Exercise details ▸
Using the listing below, please gather every line containing the word "paved".

=== The records ===

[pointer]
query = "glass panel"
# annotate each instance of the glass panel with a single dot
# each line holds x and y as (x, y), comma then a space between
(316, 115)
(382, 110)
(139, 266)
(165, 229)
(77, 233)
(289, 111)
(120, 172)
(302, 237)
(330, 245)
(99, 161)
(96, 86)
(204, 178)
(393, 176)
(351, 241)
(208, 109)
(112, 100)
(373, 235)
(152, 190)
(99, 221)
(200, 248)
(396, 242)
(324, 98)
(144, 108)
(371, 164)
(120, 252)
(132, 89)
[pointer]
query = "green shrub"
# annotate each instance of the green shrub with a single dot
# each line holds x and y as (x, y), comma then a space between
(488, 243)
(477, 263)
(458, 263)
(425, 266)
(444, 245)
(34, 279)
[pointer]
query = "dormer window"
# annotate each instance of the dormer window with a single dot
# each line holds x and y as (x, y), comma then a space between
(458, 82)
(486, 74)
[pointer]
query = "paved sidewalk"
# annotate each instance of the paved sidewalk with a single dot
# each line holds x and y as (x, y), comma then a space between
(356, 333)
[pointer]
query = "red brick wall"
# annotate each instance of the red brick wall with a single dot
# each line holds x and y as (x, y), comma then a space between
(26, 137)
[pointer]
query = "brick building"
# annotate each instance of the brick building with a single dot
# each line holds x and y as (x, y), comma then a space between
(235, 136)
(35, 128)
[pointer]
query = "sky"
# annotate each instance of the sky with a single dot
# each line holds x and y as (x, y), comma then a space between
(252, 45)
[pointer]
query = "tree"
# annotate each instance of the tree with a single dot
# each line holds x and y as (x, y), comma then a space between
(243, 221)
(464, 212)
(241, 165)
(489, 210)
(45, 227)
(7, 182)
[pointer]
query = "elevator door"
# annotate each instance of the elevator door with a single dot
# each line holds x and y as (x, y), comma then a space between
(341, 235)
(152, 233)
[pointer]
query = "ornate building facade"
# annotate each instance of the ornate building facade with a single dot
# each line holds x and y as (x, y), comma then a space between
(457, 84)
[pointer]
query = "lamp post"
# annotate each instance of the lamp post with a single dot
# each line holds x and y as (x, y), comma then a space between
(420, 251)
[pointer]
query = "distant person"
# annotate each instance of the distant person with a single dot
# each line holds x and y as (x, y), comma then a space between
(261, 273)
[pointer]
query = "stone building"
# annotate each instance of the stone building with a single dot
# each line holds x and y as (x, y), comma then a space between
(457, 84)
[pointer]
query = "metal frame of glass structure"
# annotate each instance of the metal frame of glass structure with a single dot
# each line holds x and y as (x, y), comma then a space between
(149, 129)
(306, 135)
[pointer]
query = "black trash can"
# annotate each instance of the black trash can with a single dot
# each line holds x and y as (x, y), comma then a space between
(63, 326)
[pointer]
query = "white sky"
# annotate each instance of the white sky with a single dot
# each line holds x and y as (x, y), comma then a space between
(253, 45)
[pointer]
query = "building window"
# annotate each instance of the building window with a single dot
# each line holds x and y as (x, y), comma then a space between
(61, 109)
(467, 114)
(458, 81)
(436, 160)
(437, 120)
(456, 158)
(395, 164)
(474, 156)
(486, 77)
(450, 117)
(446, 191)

===
=== The records ===

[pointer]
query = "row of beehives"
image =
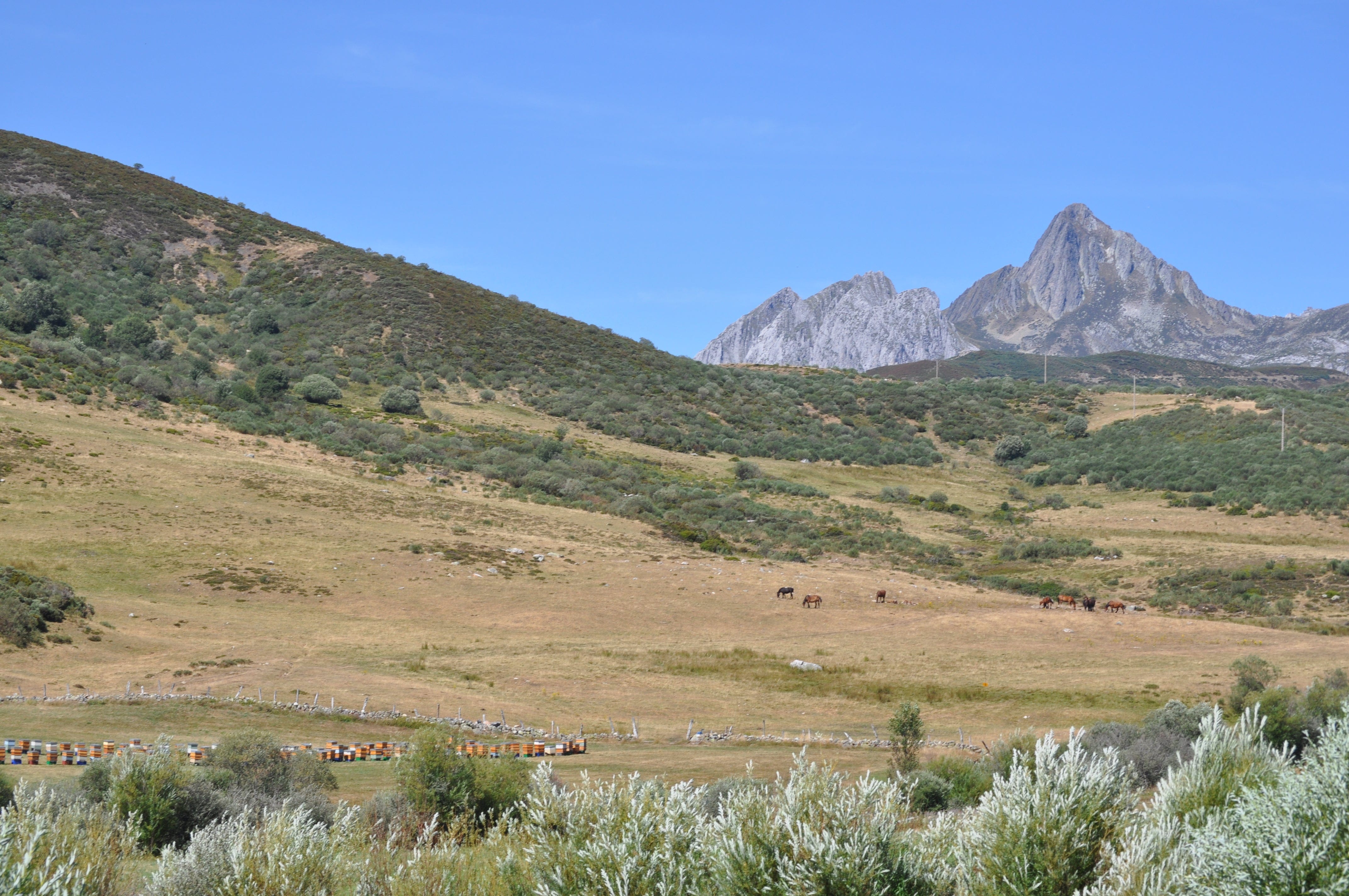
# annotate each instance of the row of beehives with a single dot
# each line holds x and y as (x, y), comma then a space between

===

Solution to the exercise ▸
query = "paved sidewalk"
# annotate each instance of the paved sidewalk with a single dot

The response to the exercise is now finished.